THE EXERCISE:
Copy the listing below word for word, leaving out no line and changing nothing.
[Begin]
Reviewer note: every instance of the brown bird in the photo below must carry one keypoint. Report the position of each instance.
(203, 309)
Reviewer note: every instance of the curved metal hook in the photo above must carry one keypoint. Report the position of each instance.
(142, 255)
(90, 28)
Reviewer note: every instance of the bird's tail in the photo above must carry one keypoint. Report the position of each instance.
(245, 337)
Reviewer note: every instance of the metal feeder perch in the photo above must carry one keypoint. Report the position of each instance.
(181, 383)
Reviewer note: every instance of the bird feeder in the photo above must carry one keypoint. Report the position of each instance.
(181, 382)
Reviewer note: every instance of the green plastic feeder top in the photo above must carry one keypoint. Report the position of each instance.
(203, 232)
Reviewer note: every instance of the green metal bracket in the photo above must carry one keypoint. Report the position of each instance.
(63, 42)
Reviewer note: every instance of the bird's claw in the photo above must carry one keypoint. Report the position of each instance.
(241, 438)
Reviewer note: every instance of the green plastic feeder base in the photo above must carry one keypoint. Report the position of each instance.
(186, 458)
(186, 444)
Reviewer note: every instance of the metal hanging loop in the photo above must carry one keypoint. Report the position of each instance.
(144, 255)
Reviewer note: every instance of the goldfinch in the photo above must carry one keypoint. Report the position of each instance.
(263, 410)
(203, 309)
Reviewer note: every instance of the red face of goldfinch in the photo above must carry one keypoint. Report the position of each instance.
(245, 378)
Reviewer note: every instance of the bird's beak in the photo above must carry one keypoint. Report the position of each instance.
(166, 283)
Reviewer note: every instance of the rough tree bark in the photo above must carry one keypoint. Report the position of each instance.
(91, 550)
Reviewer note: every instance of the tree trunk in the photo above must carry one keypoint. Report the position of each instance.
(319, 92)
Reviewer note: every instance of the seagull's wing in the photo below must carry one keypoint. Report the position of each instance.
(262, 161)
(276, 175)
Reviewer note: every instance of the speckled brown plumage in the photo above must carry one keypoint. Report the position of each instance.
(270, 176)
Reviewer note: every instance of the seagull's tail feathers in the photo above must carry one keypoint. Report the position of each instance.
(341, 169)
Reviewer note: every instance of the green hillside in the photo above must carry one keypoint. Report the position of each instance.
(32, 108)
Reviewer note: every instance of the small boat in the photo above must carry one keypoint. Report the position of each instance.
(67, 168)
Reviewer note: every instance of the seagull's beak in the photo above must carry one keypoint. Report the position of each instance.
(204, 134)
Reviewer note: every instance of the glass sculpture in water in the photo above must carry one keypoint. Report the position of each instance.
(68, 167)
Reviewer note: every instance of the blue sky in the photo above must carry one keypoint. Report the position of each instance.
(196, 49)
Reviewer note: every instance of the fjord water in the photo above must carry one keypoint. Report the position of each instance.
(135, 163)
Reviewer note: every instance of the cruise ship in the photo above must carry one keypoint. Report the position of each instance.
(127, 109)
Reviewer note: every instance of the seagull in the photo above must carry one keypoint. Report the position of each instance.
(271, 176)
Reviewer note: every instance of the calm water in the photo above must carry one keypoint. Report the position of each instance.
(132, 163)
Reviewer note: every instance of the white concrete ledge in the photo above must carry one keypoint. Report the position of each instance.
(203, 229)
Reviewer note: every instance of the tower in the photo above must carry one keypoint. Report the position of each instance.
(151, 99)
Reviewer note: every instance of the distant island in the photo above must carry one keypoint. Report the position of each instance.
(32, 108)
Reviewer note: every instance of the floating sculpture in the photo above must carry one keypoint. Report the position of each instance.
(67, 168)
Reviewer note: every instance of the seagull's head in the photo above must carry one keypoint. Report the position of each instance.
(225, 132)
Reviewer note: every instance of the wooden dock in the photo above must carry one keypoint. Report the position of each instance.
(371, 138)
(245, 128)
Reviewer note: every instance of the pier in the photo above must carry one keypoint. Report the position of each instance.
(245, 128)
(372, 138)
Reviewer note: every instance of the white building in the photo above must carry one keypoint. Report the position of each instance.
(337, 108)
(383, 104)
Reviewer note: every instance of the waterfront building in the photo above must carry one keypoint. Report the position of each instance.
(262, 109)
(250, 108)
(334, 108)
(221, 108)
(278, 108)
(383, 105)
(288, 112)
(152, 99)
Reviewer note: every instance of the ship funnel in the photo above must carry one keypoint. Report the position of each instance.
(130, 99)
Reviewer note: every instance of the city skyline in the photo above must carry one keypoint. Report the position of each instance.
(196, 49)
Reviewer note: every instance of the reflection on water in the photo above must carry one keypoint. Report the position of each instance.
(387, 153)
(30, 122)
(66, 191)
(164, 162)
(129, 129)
[End]
EXPECTED ANSWER:
Reviewer note: every instance of the brown bird in the photo below must carry one keypoint. Report the position of each instance.
(203, 309)
Reviewer note: every instance of the curved metal hook in the photo above must carry one keypoint. Report the position of each instance.
(142, 255)
(90, 28)
Reviewer note: every instance of the bird's tail in the photo above must carry one keypoint. Report the position of each instance.
(245, 337)
Reviewer note: every instance of the metal feeder perch in the photo above must carry one keypoint. Report the position of each instance.
(181, 383)
Reviewer note: every instance of the bird feeder in the photo above must carry one keypoint. Report the position of each instance.
(181, 382)
Reviewer note: every instance of the green plastic feeder top in the photo above must carry one keypoint. Report the position of each instance.
(203, 232)
Reviewer note: every instance of the green metal bracket in the photo above must carry one keypoint. Report the position of each instance.
(63, 42)
Reviewer note: every instance of the bird's claw in the photo above must carry one keypoint. Report the position of each instance.
(241, 438)
Reviewer note: every instance of the green plastic feeder base in the photo above must carry one keypoint. Report the position of each instance.
(186, 458)
(186, 444)
Reviewer note: every instance of the metal hanging loop in the photo above must carry one keypoint. Report the position of each instance.
(144, 255)
Reviewer note: every instance of the goldfinch in the photo above must carry one keypoint. Report the position of each instance.
(263, 410)
(203, 309)
Reviewer note: every instance of the red face of goldfinch in the photo above must carry one keypoint. Report the position of each instance.
(245, 378)
Reviewer note: every instance of the bird's beak in the photo above must carry one keypoint. Report the position of each instance.
(166, 283)
Reviewer note: every instance of the rough tree bark in the photo above must carry one keypoint. Report the position of each instance.
(91, 550)
Reviewer note: every instance of the tree trunk in the photo above must carry one keypoint. Report the position of each instance.
(319, 92)
Reviewer note: every instance of the seagull's wing in the photo below must carry one keypoint. Report the position of each instance.
(262, 161)
(276, 175)
Reviewer note: every instance of the speckled brown plumage in the photo above must carry one keypoint. Report the position of each instance.
(270, 176)
Reviewer note: every instance of the seagull's tail feathers in the photo above must carry one keypoint. Report the position of each instance.
(341, 169)
Reviewer note: every instance of the green hillside in the photo above must carry one keypoint. Report the position of each instance.
(32, 108)
Reviewer note: every instance of the small boat in the photo above must carry one keypoint. Report the position of each instance.
(67, 168)
Reviewer note: every instance of the seagull's beak in the photo above must carry one keypoint. Report the position of each instance.
(204, 134)
Reviewer note: every instance of the glass sculpture in water in the photo above must carry one keypoint. Report the position of each instance.
(68, 167)
Reviewer note: every instance of the blue sky in the photo above must carry one keypoint. Report the position of each instance.
(196, 49)
Reviewer note: every instance of the fjord water in the photo above must carry one keypoint. Report the position of each instance.
(135, 163)
Reviewer note: every instance of the cruise ship in the photo above must carry one keypoint. Report the position of each instance.
(127, 109)
Reviewer note: every instance of the seagull in the photo above must carry one keypoint. Report the position of each instance.
(271, 176)
Reviewer note: every instance of the calm water in the photo above must carry one keypoint. Report the position of each instance.
(132, 163)
Reviewer note: every instance of the white concrete ledge in the photo above must carry one keypoint. Report the position of each instance.
(203, 229)
Reviewer note: every instance of the tower in the photo above must carry one keypoint. Report the position of each instance.
(151, 99)
Reviewer note: every instance of the distant island in the photo above must carry one keypoint. Report the position of each instance.
(32, 108)
Reviewer note: every instance of the floating sculpture in the photo above must carry one keypoint. Report the position of each instance.
(67, 168)
Reviewer note: every instance of the seagull's head in the photo above must carry one keypoint. Report the position of each instance.
(225, 132)
Reviewer note: every instance of the wooden dock in the photo above must carry one keypoint. Report the position of each instance.
(371, 138)
(245, 128)
Reviewer note: every instance of the pier in the photo above must carry one keypoint. Report the position of each instance.
(245, 128)
(372, 138)
Reviewer note: every instance of the white building in the photo above must carry one keypoint. Report the position of each instance.
(337, 108)
(383, 104)
Reviewer note: every instance of the waterfront building in the photo above must carry one keypoint. Report the position of each instance.
(262, 109)
(250, 108)
(334, 108)
(221, 108)
(278, 108)
(383, 105)
(288, 112)
(152, 99)
Reviewer note: every instance of the ship funnel in the photo above must carry one keypoint. Report the position of each instance.
(130, 99)
Reviewer note: every instance of the city skyline in the photo above must carry one keypoint. Report the position of each instance.
(196, 49)
Reviewer note: every instance of the reflection on water in the photo above must carry one keypoint. Report the position of each instance.
(387, 153)
(30, 122)
(66, 191)
(164, 162)
(129, 129)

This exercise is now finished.